> [What you will do]
1. In the asset protection text, what is described as generally your first line of defense?
2. Rewrite the portion of the asset protection text that starts with "Caution: A number" and ends with "liability partnership (LLP)", replacing "attorney" with "lawyer".

> [Page text]
Insurance as part of your asset protection plan
Often, the simplest way to protect assets is by shifting the risk to an insurance company. This should generally be your first line of defense. However, insurance may not provide all the protection you need, or it might not be available.
Other asset protection strategies generally involve transferring legal ownership of assets to other persons or entities, such as corporations, limited partnerships, and trusts. The logic behind shifting ownership of assets is fairly straightforward: your creditors can’t reach assets you don’t own.
You might be a business owner, or thinking about starting a business. If so, choosing a business entity is an important decision. One option is a C corporation. The law views a C corporation as a separate legal entity. As such, business assets owned by a C corporation are considered separate from your personal assets, which will generally not be at risk for the liabilities of the business.
However, protection from liability may be lost if the business does not act like a business, such as when the business acts in bad faith, fails to observe corporate formalities (e.g., organizational meetings), has its assets drained (e.g., unreasonably high salaries paid to shareholder-employees), is inadequately funded, or has its funds commingled with shareholders’ funds.
Caution: A number of issues should be considered when selecting a form of business entity, including tax considerations. Consult an attorney and tax professional before shifting assets to a corporation or other business entity.
Limited liability company (LLC)
An LLC is a hybrid of a partnership and a C corporation. An LLC is generally taxed like a partnership with income and tax liabilities passing through to its members (and not double-taxed as with a C corporation), but it is viewed as a separate legal entity and can be used to own business assets, protecting your personal assets from business claims against the LLC. While the legal formalities are based on state law, the legal requirements to form and maintain an LLC are usually not as involved as those associated with a C corporation.
Professional corporation (PC), limited liability partnership (LLP)
Many professionals, such as lawyers, doctors, dentists, and accountants, face liability for damages that result from the performance of their professional duties. While no business structure will protect you from personal liability for your own professional activities, states have enacted laws allowing professionals to join together to form professional corporations wherein all participating corporate members are of the same profession. An alternative form of business entity suitable for professionals is the LLP. Both an LLP and PC protect you from the professional mistakes of your partners. That is, if one of your partners is sued for negligence, and the PC or LLP is also named in the lawsuit, the partner sued may be liable personally for any judgment, but the PC or LLP should protect your personal assets from the reach of any judgment creditor of the entity.
Family limited partnership (FLP)

> [Data listing]
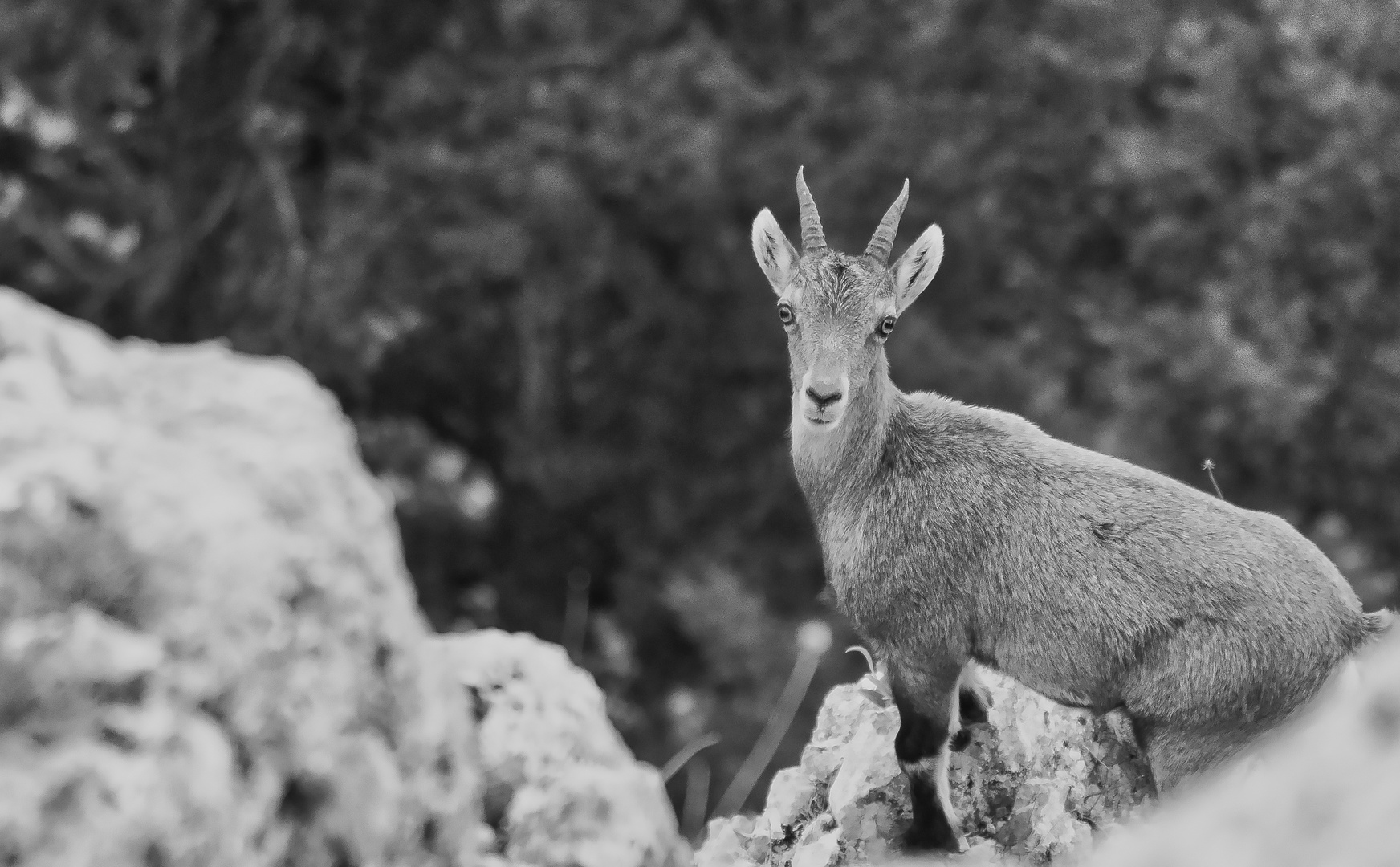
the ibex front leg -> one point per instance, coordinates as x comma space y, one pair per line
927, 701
---
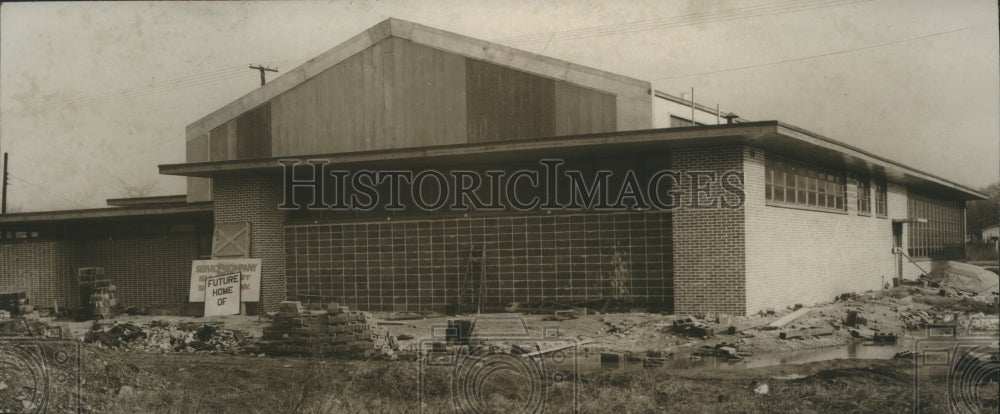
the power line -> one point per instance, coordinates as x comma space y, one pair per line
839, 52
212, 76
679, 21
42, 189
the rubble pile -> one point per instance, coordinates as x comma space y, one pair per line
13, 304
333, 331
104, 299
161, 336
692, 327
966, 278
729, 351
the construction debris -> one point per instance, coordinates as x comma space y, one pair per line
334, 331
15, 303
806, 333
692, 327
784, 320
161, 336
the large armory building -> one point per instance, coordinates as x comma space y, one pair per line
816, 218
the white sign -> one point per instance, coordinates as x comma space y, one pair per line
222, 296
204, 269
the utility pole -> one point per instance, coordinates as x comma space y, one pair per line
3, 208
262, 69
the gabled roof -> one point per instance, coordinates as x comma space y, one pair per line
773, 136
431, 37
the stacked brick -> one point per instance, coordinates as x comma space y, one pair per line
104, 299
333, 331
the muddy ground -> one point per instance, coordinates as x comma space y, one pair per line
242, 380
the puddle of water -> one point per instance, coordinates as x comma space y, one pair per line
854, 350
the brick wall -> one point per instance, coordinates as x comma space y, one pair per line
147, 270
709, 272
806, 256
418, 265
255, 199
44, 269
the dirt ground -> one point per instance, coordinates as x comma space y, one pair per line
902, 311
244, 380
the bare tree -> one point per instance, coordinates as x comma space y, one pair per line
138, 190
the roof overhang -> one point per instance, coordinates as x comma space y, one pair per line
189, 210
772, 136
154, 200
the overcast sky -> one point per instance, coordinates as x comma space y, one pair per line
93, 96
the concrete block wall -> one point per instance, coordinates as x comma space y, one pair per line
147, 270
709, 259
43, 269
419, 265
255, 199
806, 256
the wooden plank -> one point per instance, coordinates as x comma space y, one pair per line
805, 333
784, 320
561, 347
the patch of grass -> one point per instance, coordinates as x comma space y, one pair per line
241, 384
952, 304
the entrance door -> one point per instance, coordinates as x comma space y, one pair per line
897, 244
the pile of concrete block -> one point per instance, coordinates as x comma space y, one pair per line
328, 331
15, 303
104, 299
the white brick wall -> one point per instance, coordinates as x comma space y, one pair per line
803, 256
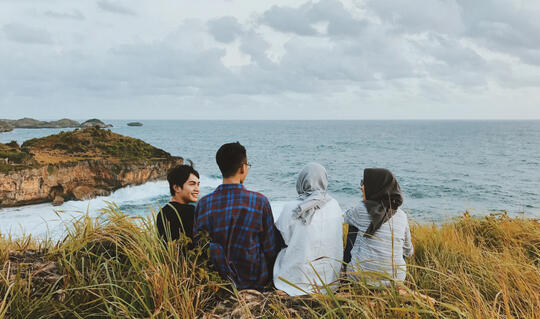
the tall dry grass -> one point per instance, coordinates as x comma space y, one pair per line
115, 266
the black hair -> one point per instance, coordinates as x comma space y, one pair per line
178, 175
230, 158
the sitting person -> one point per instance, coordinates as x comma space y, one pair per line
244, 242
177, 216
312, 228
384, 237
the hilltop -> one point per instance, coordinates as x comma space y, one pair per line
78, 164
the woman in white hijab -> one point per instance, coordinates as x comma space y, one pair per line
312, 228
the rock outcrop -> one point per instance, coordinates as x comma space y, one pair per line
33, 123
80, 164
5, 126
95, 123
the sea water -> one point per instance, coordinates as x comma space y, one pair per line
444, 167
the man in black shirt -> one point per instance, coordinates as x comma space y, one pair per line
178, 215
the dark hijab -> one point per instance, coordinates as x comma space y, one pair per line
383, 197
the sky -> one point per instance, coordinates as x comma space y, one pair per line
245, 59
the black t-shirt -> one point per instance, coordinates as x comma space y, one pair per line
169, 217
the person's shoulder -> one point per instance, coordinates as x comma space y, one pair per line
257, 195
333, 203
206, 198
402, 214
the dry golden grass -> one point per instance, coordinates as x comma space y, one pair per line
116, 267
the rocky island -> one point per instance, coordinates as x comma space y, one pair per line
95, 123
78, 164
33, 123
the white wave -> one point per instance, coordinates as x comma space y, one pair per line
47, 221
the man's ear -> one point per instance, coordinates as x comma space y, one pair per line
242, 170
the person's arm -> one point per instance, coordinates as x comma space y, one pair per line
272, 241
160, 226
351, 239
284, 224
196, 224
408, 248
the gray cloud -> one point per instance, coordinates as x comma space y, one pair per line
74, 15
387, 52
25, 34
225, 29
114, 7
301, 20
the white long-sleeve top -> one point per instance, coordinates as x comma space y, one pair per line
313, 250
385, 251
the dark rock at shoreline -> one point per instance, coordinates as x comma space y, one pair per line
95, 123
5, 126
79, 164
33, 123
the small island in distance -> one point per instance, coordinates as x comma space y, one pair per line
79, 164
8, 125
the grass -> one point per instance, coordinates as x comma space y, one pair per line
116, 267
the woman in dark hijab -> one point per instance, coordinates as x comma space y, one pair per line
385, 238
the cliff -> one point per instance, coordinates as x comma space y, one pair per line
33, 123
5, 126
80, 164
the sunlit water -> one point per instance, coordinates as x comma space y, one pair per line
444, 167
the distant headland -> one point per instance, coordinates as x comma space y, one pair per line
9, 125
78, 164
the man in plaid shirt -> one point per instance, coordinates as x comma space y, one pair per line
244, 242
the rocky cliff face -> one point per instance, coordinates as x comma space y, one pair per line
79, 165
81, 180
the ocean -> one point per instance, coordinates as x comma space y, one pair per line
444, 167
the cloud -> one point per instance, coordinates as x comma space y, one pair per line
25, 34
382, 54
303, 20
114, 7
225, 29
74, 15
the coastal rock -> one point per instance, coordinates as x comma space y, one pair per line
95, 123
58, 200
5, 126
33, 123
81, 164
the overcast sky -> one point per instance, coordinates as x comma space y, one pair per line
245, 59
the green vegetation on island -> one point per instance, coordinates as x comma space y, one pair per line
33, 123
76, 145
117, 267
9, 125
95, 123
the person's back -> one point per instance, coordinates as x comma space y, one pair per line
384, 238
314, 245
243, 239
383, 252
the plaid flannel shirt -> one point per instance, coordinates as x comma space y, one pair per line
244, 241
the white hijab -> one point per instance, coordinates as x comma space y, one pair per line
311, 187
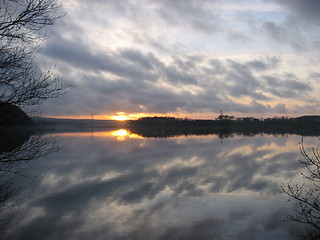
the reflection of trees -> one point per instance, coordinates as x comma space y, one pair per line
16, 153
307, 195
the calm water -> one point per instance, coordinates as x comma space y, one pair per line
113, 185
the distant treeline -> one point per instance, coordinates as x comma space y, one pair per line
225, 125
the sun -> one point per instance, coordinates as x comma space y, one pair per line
---
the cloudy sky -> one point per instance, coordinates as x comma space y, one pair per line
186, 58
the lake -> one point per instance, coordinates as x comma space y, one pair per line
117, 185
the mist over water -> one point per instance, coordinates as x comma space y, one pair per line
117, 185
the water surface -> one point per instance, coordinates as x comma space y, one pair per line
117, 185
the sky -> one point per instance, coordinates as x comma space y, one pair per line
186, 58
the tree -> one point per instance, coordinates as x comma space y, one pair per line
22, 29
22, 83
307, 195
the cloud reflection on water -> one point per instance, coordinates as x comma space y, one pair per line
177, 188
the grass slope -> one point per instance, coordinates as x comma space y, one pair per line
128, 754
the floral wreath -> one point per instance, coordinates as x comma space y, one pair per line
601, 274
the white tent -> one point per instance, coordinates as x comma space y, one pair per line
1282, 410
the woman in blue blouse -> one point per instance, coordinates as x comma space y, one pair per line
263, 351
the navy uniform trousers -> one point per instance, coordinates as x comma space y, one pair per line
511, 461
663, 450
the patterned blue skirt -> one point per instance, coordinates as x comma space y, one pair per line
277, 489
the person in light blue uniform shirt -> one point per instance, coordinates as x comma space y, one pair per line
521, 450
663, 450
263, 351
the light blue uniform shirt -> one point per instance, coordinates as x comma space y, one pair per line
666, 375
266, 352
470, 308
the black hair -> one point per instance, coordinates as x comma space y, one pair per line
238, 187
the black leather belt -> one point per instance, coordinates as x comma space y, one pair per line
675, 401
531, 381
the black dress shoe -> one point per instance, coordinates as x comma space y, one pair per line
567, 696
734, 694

> [Per-task answers]
1. Shifting the risk to an insurance company.

2.
Caution: A number of issues should be considered when selecting a form of business entity, including tax considerations. Consult an lawyer and tax professional before shifting assets to a corporation or other business entity.
Limited liability company (LLC)
An LLC is a hybrid of a partnership and a C corporation. An LLC is generally taxed like a partnership with income and tax liabilities passing through to its members (and not double-taxed as with a C corporation), but it is viewed as a separate legal entity and can be used to own business assets, protecting your personal assets from business claims against the LLC. While the legal formalities are based on state law, the legal requirements to form and maintain an LLC are usually not as involved as those associated with a C corporation.
Professional corporation (PC), limited liability partnership (LLP)